§ **Aim of the task**: Locate each line in the data below that contains the word "yellow", and copy every such line.

***

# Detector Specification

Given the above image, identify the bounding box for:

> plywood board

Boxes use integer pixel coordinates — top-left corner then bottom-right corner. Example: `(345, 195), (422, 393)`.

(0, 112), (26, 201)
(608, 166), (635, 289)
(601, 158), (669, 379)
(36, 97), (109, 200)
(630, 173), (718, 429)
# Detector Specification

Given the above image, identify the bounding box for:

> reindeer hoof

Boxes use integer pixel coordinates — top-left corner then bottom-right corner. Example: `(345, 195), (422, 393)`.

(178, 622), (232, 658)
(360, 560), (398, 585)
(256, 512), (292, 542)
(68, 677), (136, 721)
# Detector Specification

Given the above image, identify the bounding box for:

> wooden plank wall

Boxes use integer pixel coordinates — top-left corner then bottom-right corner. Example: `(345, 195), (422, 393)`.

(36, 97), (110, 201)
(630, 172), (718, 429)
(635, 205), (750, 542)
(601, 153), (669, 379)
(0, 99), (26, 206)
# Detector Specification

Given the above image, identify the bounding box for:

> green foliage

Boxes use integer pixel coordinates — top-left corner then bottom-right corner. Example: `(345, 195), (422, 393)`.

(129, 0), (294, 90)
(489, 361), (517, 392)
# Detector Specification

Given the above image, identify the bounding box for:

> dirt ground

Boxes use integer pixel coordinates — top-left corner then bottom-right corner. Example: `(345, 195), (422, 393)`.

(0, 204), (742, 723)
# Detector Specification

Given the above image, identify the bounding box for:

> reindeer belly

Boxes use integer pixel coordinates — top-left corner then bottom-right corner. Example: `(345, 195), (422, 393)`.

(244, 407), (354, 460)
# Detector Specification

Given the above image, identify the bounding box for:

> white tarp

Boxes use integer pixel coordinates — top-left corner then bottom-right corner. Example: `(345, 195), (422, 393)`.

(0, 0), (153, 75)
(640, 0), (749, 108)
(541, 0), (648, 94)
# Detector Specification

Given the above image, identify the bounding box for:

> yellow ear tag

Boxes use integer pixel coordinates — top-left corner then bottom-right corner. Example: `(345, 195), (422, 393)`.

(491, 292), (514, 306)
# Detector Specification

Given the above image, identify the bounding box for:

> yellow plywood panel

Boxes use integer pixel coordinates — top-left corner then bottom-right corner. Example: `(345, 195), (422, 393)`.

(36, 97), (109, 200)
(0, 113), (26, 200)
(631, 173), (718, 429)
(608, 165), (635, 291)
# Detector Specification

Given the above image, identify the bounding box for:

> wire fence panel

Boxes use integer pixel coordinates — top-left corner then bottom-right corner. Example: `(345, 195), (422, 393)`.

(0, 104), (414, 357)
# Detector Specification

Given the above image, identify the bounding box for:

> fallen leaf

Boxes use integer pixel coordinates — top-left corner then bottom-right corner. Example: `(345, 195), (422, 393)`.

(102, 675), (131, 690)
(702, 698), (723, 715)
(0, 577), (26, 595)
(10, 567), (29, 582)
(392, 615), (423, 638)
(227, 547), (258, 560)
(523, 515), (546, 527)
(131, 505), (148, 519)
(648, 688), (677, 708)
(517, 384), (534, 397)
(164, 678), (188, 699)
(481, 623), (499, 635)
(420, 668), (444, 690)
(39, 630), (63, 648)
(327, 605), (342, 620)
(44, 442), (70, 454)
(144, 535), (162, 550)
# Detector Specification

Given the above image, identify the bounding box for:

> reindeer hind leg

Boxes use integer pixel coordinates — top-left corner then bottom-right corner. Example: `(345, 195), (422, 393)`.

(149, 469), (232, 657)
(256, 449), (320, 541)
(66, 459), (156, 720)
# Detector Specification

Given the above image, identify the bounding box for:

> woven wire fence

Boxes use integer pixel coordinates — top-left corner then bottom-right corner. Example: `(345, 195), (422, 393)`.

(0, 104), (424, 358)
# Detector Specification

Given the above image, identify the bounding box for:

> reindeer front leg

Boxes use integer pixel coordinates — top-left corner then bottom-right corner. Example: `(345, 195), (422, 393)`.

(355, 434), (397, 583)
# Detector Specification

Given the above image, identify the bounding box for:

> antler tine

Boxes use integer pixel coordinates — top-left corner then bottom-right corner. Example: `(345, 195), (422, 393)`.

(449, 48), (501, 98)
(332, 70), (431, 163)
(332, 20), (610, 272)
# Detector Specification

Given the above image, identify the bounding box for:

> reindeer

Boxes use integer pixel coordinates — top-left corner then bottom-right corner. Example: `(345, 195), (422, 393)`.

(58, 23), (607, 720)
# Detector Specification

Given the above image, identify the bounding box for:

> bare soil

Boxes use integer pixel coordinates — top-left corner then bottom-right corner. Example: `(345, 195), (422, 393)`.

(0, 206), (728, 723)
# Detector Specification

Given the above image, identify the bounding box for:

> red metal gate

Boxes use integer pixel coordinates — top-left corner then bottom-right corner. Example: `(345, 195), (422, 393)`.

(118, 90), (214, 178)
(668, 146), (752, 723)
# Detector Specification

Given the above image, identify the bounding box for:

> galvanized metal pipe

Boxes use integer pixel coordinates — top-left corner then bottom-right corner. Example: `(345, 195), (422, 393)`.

***

§ **Solution for this problem**:
> yellow ear tag
> yellow plywood panel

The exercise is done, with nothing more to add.